**WORK TASK:** Repeat the listing below in full, keeping every character as it is.

**SOURCE DATA:**
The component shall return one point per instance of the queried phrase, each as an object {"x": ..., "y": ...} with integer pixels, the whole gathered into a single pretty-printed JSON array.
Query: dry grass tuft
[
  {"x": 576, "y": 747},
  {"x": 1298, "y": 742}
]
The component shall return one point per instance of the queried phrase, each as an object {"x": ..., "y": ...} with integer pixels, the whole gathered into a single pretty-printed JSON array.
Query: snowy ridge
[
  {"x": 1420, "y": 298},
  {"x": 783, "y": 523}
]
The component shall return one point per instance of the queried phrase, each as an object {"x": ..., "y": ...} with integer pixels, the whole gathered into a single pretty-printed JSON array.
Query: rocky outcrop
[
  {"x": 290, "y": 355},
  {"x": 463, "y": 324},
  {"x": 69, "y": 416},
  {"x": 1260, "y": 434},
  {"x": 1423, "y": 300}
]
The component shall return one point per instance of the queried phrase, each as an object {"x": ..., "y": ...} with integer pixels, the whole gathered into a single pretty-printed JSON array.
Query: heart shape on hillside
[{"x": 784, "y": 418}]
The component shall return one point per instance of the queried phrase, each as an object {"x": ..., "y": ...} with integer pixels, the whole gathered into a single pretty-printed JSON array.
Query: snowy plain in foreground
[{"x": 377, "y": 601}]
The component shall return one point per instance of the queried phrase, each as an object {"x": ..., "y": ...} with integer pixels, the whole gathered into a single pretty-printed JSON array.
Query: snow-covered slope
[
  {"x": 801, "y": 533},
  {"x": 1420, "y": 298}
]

**SOLUTION TO THE PROBLEM:**
The component shall return one point per instance of the queried phrase, each as an object {"x": ..., "y": ...} with integer pixels, the whole gathered into a single pretty-printed JSON array.
Query: dry grass tuft
[
  {"x": 576, "y": 747},
  {"x": 1298, "y": 742}
]
The component shall return one point per instance of the queried phrase, each as an object {"x": ..., "y": ...} with integer pixels, the whole gathered into a single pretty-printed JSON array.
Query: snowy ridge
[
  {"x": 1420, "y": 298},
  {"x": 783, "y": 523}
]
The component shall return one point per instance of the queried phrase, each as an object {"x": ..., "y": ...} with integer pixels, the whole gathered into a single pretty-printed JSON array.
Query: rocky outcrop
[
  {"x": 290, "y": 355},
  {"x": 463, "y": 324},
  {"x": 69, "y": 416},
  {"x": 1260, "y": 434},
  {"x": 1423, "y": 300}
]
The component shall return one point per instance of the queried phrase, each as an object {"x": ..., "y": ...} with integer pixels, the whole gathered into a single pretty-printed JSON array.
Query: heart shape on hillside
[{"x": 784, "y": 418}]
The component shall return one point per instance of the queried phrase, each as an object {"x": ..., "y": ...} with integer pixels, the whole gathered into a single pretty-printed JSON array.
Query: snowy plain in foreground
[{"x": 377, "y": 601}]
The component shall return one point per instance of the queried phrase, each as an object {"x": ..., "y": ...} with integer pixels, the whole gathered into a single pretty-printed JSON array.
Query: snow-covered slope
[
  {"x": 801, "y": 533},
  {"x": 1420, "y": 298}
]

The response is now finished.